Stored entries
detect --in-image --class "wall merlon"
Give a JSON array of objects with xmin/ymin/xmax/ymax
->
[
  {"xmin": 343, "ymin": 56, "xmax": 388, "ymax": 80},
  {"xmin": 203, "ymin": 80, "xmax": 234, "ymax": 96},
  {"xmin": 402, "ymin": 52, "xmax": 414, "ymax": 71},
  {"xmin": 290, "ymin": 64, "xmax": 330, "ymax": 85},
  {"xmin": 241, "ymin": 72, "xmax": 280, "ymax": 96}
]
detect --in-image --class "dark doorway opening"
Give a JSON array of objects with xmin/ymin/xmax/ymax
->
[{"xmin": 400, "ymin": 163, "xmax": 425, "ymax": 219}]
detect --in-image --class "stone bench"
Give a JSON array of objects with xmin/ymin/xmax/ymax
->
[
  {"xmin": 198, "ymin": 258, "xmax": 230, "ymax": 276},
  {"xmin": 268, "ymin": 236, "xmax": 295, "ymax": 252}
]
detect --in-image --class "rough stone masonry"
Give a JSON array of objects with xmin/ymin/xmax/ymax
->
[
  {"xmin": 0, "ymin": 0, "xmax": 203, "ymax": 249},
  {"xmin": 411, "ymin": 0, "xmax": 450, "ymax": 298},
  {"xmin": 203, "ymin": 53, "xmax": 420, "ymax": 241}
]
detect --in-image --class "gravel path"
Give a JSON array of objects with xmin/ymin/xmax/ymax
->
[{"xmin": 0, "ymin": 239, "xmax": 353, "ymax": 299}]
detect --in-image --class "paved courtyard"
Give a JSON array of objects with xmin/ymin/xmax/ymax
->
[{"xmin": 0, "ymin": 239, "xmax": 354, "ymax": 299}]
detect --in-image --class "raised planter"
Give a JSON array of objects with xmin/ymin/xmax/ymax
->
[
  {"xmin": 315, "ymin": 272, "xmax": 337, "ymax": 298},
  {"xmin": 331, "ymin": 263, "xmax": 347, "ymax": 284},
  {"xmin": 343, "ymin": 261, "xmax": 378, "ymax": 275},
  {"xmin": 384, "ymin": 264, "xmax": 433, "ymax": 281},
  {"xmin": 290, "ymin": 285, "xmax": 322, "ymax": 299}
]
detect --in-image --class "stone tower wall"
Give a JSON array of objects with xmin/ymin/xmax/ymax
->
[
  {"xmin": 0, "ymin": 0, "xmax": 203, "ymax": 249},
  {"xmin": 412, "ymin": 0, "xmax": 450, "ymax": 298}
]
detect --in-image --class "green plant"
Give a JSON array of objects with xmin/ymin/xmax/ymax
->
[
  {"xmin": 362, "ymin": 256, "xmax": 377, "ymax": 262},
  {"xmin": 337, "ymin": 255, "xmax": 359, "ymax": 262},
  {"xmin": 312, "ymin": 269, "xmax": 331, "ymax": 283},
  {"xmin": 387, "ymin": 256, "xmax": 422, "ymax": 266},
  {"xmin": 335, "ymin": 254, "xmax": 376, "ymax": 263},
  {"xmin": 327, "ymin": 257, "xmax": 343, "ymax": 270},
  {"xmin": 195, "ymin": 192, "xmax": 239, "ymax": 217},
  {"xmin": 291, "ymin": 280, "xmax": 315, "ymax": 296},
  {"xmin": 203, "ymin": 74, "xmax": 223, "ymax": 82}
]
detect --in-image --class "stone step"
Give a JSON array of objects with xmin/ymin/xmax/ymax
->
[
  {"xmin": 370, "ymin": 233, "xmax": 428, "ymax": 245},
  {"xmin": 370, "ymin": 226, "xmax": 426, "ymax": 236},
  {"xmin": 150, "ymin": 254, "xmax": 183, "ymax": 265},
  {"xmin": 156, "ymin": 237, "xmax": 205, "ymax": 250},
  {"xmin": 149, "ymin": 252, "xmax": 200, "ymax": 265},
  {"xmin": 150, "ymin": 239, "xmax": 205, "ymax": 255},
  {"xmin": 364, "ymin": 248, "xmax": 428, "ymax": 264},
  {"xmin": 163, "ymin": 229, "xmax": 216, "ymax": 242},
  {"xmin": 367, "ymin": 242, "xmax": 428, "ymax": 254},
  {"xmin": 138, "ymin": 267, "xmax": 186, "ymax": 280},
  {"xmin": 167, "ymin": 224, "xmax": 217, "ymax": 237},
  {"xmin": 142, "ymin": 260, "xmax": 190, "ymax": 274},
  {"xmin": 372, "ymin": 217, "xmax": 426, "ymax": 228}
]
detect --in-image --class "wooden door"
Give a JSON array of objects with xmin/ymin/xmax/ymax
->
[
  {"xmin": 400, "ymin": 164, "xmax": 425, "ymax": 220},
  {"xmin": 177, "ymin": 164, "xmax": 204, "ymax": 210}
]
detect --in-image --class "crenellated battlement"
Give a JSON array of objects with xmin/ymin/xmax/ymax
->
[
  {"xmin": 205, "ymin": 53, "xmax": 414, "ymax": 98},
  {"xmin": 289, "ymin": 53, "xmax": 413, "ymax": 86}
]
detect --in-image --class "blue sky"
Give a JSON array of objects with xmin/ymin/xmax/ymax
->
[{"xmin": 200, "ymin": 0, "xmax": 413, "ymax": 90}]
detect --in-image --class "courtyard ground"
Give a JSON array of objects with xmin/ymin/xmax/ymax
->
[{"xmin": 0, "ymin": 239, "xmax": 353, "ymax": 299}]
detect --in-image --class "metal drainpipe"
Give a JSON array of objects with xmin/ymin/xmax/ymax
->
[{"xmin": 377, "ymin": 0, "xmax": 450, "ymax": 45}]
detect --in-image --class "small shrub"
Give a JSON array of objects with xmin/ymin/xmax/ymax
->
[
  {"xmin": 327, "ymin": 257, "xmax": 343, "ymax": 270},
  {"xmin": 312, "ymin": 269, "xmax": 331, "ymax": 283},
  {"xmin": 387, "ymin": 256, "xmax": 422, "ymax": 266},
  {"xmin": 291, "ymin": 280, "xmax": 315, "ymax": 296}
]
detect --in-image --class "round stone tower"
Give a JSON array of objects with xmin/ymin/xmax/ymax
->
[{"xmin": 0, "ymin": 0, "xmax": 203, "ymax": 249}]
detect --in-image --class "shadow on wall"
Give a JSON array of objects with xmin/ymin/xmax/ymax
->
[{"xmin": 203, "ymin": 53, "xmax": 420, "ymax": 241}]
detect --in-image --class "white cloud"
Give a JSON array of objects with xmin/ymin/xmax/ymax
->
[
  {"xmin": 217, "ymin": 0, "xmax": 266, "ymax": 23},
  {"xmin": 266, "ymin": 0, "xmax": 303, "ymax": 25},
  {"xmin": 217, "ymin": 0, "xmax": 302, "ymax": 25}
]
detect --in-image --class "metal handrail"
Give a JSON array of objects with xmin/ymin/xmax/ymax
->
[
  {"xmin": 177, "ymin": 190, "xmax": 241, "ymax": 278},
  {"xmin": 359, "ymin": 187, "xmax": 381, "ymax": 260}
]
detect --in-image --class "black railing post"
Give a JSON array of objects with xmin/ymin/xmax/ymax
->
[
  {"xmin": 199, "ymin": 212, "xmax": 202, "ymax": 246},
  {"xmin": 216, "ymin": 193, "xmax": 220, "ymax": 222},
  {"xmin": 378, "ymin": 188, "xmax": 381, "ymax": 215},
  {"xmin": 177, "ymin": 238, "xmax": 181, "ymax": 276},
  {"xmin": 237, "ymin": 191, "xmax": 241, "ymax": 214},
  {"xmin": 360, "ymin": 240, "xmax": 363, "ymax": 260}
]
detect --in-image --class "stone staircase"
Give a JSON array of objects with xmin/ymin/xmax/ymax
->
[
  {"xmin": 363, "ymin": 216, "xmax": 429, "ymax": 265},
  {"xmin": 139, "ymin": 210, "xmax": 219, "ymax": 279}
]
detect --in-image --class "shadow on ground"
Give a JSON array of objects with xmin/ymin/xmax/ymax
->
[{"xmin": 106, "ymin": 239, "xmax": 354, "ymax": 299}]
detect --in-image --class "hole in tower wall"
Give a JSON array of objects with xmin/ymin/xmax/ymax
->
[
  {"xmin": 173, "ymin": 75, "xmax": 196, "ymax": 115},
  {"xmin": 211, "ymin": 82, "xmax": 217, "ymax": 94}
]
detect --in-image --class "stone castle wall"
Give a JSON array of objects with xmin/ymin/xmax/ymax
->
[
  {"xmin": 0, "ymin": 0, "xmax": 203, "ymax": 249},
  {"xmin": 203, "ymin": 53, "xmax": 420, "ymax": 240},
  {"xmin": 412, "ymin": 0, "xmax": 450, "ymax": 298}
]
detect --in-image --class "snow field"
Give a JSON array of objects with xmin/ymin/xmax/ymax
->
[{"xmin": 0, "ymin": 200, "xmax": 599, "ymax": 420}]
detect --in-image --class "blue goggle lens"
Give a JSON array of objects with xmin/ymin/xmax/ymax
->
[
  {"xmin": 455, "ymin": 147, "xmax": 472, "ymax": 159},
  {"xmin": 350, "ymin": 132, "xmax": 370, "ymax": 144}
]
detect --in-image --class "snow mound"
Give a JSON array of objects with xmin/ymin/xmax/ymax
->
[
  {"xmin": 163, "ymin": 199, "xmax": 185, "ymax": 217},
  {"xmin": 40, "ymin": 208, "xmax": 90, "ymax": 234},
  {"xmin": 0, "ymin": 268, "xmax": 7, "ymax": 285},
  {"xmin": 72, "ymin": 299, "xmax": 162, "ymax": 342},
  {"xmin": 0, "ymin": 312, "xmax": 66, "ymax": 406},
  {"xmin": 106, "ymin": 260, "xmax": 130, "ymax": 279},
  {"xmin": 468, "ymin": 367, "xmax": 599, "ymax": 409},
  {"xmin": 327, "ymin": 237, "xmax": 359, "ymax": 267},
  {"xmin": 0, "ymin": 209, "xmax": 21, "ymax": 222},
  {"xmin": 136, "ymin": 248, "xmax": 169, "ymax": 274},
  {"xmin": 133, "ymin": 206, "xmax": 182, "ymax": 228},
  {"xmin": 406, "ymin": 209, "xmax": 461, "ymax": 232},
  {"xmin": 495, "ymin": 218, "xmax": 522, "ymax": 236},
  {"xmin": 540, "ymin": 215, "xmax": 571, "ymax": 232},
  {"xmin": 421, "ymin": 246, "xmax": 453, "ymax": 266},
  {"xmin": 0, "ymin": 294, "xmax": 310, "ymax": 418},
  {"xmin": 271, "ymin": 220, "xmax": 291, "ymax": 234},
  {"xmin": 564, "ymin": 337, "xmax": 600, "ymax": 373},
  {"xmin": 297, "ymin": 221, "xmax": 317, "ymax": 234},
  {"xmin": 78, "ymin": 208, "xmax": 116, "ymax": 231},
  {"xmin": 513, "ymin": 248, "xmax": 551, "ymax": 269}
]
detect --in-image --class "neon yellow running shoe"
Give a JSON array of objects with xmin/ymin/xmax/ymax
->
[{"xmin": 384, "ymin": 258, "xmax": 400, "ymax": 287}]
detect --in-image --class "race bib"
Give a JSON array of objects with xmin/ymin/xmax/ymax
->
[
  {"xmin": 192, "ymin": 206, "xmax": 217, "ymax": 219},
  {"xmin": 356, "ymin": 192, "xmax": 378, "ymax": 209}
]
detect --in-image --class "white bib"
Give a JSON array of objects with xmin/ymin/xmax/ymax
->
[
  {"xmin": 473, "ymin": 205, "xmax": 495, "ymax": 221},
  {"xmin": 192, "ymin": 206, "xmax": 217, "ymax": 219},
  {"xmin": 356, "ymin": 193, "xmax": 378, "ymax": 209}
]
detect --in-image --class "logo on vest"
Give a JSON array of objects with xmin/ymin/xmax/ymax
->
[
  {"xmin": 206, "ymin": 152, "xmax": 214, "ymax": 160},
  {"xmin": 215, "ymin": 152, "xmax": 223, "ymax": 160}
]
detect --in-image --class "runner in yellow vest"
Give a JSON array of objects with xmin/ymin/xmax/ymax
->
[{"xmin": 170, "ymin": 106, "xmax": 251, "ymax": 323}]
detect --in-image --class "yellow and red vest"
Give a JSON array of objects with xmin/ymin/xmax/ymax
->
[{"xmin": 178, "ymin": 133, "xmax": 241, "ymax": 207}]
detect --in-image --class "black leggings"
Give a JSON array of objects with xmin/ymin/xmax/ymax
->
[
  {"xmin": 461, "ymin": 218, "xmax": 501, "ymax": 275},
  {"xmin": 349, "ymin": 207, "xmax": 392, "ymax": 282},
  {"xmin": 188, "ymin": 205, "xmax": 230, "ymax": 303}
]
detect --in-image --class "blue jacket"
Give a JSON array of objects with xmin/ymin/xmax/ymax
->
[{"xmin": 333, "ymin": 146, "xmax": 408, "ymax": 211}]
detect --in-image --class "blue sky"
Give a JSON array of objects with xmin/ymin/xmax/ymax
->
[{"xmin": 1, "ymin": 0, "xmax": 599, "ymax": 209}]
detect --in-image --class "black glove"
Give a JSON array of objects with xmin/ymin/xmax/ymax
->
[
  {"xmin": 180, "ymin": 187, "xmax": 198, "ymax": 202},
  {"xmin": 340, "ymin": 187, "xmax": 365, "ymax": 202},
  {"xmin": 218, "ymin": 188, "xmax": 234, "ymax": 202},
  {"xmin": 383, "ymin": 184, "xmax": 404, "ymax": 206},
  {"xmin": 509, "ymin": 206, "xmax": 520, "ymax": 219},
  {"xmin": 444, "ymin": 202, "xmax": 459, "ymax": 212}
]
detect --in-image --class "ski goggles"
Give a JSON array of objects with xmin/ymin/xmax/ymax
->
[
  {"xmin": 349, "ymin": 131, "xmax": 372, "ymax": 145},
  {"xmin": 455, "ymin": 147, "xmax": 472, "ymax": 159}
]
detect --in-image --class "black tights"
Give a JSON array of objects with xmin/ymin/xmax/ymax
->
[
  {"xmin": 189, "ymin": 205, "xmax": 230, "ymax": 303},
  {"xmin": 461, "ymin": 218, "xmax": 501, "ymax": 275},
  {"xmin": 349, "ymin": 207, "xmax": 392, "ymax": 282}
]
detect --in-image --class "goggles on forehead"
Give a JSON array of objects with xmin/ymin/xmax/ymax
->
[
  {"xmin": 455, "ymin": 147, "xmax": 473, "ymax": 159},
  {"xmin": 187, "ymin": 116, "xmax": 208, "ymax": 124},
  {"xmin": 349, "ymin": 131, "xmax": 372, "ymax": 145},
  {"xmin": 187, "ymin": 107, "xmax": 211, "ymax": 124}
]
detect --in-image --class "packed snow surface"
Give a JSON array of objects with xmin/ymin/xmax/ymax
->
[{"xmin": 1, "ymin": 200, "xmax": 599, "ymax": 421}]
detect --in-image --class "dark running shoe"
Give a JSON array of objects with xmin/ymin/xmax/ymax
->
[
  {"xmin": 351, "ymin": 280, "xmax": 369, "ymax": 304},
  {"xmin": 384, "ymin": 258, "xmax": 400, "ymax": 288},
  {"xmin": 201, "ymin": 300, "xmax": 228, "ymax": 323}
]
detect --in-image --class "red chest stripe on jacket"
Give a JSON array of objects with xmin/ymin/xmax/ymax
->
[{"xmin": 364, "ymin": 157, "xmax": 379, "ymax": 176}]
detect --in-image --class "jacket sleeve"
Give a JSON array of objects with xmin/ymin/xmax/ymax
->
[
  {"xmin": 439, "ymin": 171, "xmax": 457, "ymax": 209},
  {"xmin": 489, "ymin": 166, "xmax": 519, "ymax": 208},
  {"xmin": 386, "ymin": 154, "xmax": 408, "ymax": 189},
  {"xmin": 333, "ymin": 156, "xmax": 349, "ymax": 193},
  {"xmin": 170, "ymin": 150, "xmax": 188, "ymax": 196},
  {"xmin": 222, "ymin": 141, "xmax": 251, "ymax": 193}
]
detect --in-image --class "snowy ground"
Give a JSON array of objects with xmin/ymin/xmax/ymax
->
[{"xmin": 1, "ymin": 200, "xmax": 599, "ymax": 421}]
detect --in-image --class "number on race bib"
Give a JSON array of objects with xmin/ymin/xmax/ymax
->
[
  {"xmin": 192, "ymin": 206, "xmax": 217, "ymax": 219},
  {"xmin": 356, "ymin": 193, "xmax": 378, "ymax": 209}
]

__TASK STATEMENT__
How many lines of the records contain the string "jacket"? Respond with the number alone.

__RESPONSE TO THIS TASK__
3